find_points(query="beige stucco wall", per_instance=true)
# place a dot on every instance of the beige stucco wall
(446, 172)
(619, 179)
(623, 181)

_What this task involves_
Set down the listing above in its entirety, exactly as written.

_Answer for this exercise_
find_points(query="beige stucco wall", per_instance=true)
# place a dot on every instance of the beige stucco wall
(446, 172)
(619, 179)
(623, 181)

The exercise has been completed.